Phrase grounding data

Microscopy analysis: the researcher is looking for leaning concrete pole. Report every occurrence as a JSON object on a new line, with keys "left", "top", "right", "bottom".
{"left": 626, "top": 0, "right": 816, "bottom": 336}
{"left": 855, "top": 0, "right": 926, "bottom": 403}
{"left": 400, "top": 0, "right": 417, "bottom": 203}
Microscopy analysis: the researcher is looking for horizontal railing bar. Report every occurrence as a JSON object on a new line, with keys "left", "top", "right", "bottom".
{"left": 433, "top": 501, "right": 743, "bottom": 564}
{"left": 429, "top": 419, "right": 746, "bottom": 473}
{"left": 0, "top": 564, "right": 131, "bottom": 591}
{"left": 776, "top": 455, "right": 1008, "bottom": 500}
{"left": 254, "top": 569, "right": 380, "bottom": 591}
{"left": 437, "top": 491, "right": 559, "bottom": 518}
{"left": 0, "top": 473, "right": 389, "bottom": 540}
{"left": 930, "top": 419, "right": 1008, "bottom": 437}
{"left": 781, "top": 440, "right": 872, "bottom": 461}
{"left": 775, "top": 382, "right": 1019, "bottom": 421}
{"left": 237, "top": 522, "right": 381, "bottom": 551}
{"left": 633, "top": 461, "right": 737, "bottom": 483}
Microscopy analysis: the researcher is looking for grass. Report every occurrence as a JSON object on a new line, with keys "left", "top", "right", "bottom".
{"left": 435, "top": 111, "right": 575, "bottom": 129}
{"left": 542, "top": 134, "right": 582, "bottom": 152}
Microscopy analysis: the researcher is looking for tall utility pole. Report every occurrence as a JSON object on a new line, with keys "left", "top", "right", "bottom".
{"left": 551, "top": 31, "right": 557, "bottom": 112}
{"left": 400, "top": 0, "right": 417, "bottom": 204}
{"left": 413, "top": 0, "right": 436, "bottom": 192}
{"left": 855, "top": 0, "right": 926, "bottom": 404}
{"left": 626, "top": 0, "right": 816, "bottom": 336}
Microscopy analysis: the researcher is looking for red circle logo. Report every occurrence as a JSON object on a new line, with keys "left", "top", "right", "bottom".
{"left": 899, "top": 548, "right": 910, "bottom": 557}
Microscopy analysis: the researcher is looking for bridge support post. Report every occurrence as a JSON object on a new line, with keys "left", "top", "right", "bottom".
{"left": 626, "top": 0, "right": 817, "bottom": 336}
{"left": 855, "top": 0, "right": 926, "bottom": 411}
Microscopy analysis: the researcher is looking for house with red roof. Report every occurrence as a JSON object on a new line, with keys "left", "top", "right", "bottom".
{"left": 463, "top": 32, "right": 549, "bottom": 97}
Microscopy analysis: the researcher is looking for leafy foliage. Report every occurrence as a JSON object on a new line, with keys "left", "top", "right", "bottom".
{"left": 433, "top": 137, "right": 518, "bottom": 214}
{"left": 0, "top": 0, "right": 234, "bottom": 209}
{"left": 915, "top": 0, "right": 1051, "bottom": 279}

*Task objective*
Only these lines should appear in the reply: the one containing "Microscopy analysis: the researcher is looking for leafy", the last line of the data, and all lines between them, each copied exactly.

*Completed task*
Microscopy analysis: the researcher is looking for leafy foliage. Report every occurrence as a JSON object on a new line, with keys "left", "top", "right", "bottom".
{"left": 433, "top": 137, "right": 518, "bottom": 214}
{"left": 0, "top": 0, "right": 234, "bottom": 209}
{"left": 915, "top": 0, "right": 1051, "bottom": 279}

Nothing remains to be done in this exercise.